Repeat the entire listing exactly.
::::
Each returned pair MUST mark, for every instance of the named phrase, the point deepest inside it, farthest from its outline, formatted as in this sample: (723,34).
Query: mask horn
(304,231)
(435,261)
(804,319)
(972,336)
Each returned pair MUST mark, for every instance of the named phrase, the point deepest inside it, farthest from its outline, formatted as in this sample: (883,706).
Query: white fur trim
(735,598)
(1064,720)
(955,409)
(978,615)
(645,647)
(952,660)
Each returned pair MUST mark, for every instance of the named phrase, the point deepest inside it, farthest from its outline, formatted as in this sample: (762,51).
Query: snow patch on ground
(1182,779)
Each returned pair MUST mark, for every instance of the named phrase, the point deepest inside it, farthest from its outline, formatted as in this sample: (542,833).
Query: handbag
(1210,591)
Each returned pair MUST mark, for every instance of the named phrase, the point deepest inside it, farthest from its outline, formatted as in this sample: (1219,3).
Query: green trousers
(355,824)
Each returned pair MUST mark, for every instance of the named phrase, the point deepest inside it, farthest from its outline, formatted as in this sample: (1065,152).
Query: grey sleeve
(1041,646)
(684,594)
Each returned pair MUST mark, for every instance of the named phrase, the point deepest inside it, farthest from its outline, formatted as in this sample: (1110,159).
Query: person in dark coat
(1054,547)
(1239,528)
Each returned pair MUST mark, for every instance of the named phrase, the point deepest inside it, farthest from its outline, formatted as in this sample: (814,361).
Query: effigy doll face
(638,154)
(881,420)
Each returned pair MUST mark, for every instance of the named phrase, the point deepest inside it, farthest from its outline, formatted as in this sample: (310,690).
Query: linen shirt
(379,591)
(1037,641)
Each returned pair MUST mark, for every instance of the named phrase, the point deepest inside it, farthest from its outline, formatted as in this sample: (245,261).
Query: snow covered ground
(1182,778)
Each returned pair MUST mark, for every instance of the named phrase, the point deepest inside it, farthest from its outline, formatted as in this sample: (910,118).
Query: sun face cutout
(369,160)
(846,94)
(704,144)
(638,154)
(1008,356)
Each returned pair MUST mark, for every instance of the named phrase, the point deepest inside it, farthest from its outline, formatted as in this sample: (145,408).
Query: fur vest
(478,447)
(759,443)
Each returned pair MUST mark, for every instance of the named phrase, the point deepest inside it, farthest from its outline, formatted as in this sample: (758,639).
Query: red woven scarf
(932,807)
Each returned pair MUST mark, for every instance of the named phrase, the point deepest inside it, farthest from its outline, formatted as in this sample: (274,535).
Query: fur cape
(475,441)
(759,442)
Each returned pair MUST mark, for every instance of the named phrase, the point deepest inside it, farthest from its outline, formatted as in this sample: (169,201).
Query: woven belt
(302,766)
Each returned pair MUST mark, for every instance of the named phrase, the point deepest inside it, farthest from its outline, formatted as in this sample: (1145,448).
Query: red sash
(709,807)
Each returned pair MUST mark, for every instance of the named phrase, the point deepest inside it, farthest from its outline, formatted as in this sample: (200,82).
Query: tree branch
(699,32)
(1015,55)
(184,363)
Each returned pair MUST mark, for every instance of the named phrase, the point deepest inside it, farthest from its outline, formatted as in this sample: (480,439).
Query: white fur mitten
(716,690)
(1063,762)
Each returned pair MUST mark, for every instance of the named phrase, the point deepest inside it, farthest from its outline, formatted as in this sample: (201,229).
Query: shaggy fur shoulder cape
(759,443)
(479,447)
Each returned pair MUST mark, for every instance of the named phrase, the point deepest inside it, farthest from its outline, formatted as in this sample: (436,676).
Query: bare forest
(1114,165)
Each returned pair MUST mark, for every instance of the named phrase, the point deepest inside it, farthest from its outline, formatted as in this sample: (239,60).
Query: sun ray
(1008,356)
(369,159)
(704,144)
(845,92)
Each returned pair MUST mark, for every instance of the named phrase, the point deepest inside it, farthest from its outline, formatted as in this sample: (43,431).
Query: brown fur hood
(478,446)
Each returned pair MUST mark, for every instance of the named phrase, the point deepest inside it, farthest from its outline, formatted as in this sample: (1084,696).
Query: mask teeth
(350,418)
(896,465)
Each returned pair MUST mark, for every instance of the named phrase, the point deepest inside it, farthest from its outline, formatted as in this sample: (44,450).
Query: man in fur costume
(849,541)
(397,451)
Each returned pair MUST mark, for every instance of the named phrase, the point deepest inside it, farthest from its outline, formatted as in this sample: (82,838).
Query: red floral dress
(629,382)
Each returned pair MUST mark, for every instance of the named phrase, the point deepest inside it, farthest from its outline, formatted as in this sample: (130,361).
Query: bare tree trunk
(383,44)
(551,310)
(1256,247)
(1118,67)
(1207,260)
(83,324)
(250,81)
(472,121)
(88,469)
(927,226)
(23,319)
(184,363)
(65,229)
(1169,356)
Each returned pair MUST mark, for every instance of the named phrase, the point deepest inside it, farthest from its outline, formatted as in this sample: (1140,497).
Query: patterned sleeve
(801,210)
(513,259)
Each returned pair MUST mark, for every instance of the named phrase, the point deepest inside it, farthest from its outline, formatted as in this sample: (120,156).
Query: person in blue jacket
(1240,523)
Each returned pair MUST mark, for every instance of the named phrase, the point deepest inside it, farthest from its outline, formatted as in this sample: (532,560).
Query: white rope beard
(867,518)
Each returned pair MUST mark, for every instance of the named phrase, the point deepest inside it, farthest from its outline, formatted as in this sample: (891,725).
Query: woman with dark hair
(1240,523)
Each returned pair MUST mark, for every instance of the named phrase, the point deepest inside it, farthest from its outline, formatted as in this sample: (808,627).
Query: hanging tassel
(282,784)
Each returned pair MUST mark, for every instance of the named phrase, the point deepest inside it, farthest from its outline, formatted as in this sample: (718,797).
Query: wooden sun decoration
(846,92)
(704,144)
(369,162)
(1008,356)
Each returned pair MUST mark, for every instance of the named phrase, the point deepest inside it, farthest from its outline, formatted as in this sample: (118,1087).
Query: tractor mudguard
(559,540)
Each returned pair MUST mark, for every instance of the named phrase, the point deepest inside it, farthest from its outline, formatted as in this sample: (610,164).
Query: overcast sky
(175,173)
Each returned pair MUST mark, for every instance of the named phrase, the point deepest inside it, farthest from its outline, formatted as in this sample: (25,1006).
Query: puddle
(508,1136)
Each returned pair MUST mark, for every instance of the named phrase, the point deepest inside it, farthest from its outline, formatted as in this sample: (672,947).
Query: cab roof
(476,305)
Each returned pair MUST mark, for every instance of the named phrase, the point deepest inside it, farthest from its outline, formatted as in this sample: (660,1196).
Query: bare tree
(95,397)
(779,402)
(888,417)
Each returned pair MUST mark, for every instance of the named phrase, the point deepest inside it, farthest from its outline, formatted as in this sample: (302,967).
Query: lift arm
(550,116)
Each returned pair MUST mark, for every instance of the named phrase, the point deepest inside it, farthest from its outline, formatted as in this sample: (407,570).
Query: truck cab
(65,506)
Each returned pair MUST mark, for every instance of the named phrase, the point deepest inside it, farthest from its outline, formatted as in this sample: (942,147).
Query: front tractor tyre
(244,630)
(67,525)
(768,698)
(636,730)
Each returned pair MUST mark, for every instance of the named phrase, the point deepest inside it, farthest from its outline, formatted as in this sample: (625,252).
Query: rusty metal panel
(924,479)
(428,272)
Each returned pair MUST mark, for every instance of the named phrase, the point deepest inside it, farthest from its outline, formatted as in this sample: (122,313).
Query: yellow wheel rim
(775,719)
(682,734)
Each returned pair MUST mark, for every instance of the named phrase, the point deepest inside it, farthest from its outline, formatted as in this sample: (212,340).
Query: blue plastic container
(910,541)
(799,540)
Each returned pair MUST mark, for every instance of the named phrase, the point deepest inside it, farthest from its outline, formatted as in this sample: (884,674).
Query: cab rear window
::::
### Solution
Each returned pair MUST mark, for every instance of the named phrase, the point deepest inside it, farthest from its outline, formatted as in this sample: (723,34).
Query: mask horn
(304,231)
(435,261)
(804,319)
(972,336)
Each returned pair MUST mark, for every instance of the named phrase, the point deepest inside it, farthest from its outline, formatted as in this sample: (883,706).
Query: white fur trim
(735,598)
(1064,720)
(955,409)
(978,615)
(645,647)
(952,660)
Each returned pair MUST mark, for every instance of the named phrase, the point deepest inside it, farthest from its outline, formatted as in this sample: (762,51).
Query: snow patch on ground
(1182,779)
Each returned pair MUST mark, for every instance of the named phrase, the point deepest inside it, farthest from its outline, formatted as in this sample: (542,833).
Query: handbag
(1210,591)
Each returned pair MUST mark, for every instance of the named phrase, the point deepest inside it, farthest from its outline, formatted as in this sample: (1219,3).
Query: green trousers
(355,824)
Each returned pair MUST mark, for every instance of the named phrase, the point deepest inside it, farthest from its outline, formatted as in this sample: (1065,152).
Query: grey sleeve
(1041,646)
(684,594)
Each returned pair MUST mark, for every instance of the named phrase, the point deepest inside it, farthest from its outline, formatted as in this sample: (1110,159).
Query: person in dark coat
(1054,547)
(1239,528)
Each returned pair MUST mark, for every instance of the named phrase, the point deepest inside it, farthest from its outline, formatted as in this sample: (814,361).
Query: effigy doll face
(638,154)
(881,420)
Each returned pair MUST mark, for every instance of the named phrase, the point deepest inside it, farthest from its outline, formatted as in this sample: (310,690).
Query: linen shirt
(379,591)
(1037,641)
Each returned pair MUST mark, for every instance of the named phrase, the point deepest inside it, farthest from its outline, formatted as in this sample: (245,261).
Query: snow covered ground
(1182,778)
Each returned pair MUST mark, for every instance of the named phrase, the point deepest inside it, farthest from its outline, formatted as in this sample: (910,118).
Query: sun face cutout
(369,160)
(846,94)
(704,144)
(638,154)
(1008,356)
Each returned pair MUST mark, for every instance of the named phrase, the point deepest inside it, farthest from its outline, formatted as in this sample: (145,408).
Query: fur vest
(478,447)
(759,443)
Each returned pair MUST mark, for every instance of the named phrase, the point deepest inside it, farthest from its outline, formatted as in this sample: (758,639).
Query: red woven scarf
(932,807)
Each returned pair MUST mark, for every instance of the named phrase, the point deepest inside it, farthest from its outline, formatted as in this sample: (274,535).
Query: fur cape
(475,441)
(759,442)
Each returned pair MUST mark, for every instance of the named phrase, the point deepest inside it, farthest from its outline, formatted as in this sample: (169,201).
Query: woven belt
(302,766)
Each returned pair MUST mark, for every instance of the named phrase, the point deepest inside it, farthest from its outline, formatted as in this sample: (1145,448).
Query: red sash
(709,807)
Each returned pair MUST mark, for every instance of the named phrase, the point deepest inside it, farthest from its outline, formatted as in this sample: (200,82).
Query: tree branch
(699,32)
(1015,55)
(184,363)
Each returned pair MUST mark, for every instance of the named phrase, the point deepest inside it, farthest from its outline, formatted as in this sample: (480,439).
Query: white fur mitten
(716,690)
(1063,762)
Each returned pair MUST mark, for every instance of the named phrase, the point deepest inside it, farthest from its outline, formatted as in this sample: (201,229).
Query: shaggy fur shoulder cape
(759,443)
(479,447)
Each returned pair MUST mark, for every instance of the named phrase, the point deepest inside it, farthest from its outline, formatted as in this sample: (436,676).
Query: bare forest
(1114,165)
Each returned pair MUST mark, for every instance of the named phrase, the point deepest inside it, farthest from its outline, formatted as in this sample: (239,60).
Query: sun ray
(1008,356)
(369,159)
(704,144)
(845,92)
Each returned pair MUST mark, for every instance of the named phrase, the point deepest inside it, farthest from its outline, formatted as in this sample: (43,431).
Query: brown fur hood
(478,446)
Each returned pair MUST mark, for every instance of the named phrase, the point deepest inside it, farthest from its outline, formatted as in this sample: (1084,696).
Query: mask teeth
(350,418)
(896,465)
Each returned pair MUST mark, for every instance of the named phrase, the point deepest inside it, farthest from its outline, formatted as in this sample: (44,450).
Query: man in fur costume
(849,541)
(397,451)
Each returned pair MUST mark, for every instance of the named phrase, the point deepest inside it, farthest from its outline, formatted as in this sample: (82,838).
Query: red floral dress
(629,382)
Each returned pair MUST mark, for every instance of the named phrase, the point deepest inside it, farthest from its outline, formatted as in this sample: (130,361).
Query: bare tree trunk
(383,44)
(551,310)
(1256,247)
(1118,67)
(1207,260)
(83,324)
(250,81)
(472,121)
(88,469)
(927,226)
(23,319)
(184,363)
(65,229)
(1169,356)
Each returned pair MUST mark, for every instance of the named phrase, the point deepest inside it, farthest from its outline, formatted as in this sample: (1140,497).
Query: patterned sleeve
(801,210)
(513,259)
Each returned pair MUST mark, for every instance of the named phrase, the point deepest inside it, farthest from its outline, formatted as in this sample: (120,156).
Query: person in blue jacket
(1240,523)
Each returned pair MUST mark, for every instance of the named phrase, the point deepest inside it, farthest from its outline, formatted as in this sample: (532,560).
Query: white rope beard
(867,518)
Each returned pair MUST mark, for every instance of the named phrase, the point deepest inside it, farthest from its outline, formatted as in this sample: (891,725).
Query: woman with dark hair
(1240,523)
Each returned pair MUST mark, for every instance of the named phrase, the point deepest inside it, farthest from its outline, formatted as in this sample: (808,627).
Query: hanging tassel
(282,784)
Each returned pair MUST mark, for every instance of the named phrase, the point deepest inside it, farthest from its outline, formatted as in this sample: (718,797).
Query: wooden sun decoration
(846,92)
(704,144)
(369,162)
(1008,356)
Each returned pair MUST mark, for every instance of the named phrase, the point deepest inside it, farthest from its outline, formatted as in this sample: (118,1087).
Query: tractor mudguard
(559,540)
Each returned pair MUST mark, for every instance of the named phrase, the point deepest inside it, farthest from its outline, formatted as in this sample: (610,164).
Query: overcast sky
(175,173)
Each returned pair MUST mark, for every instance of the named phrase, the point deepest inside it, farthest from its outline, formatted as in this sample: (25,1006).
Query: puddle
(508,1136)
Each returned pair MUST mark, for every instance of the named phrase, the point deepest inside it, farthest from its outline, formatted as in this sample: (672,947).
Query: cab roof
(476,305)
Each returned pair MUST mark, for every instance of the named phrase, the point deepest inside it, farthest from its outline, formatted as in this sample: (660,1196).
Query: bare tree
(95,397)
(779,402)
(888,417)
Each returned pair MUST mark, for every instance of the named phrase, the point deepest inside it, farthest from its outline, formatted as in this sample: (302,967).
Query: lift arm
(550,116)
Each returned pair MUST mark, for every instance of the named phrase, the point deepest inside it, farthest from its outline, formatted as in this sample: (407,570).
Query: truck cab
(65,506)
Each returned pair MUST mark, for every instance of the named phrase, the point deepest inside it, farthest from its outline, formatted as in this sample: (942,147).
Query: front tractor tyre
(244,630)
(67,525)
(768,698)
(636,730)
Each returned pair MUST mark, for every instance of the named phrase, the point deepest inside it, farthest from its outline, formatted as in this sample: (625,252).
Query: rusty metal panel
(924,479)
(428,272)
Each returned pair MUST mark, for every instance of the named phrase, the point deepest inside it, farthest from its outline, formatted as in this sample: (122,313).
Query: yellow wheel rim
(775,719)
(682,734)
Each returned pair MUST mark, for every instance of the named phrase, the point deepest inside it, farthest from its outline, formatted as in this sample: (212,340).
Query: blue plastic container
(910,541)
(799,540)
Each returned pair MUST mark, for every instance of the named phrase, the point deepest inside it, farthest from its outline, formatted as in this sample: (884,674).
Query: cab rear window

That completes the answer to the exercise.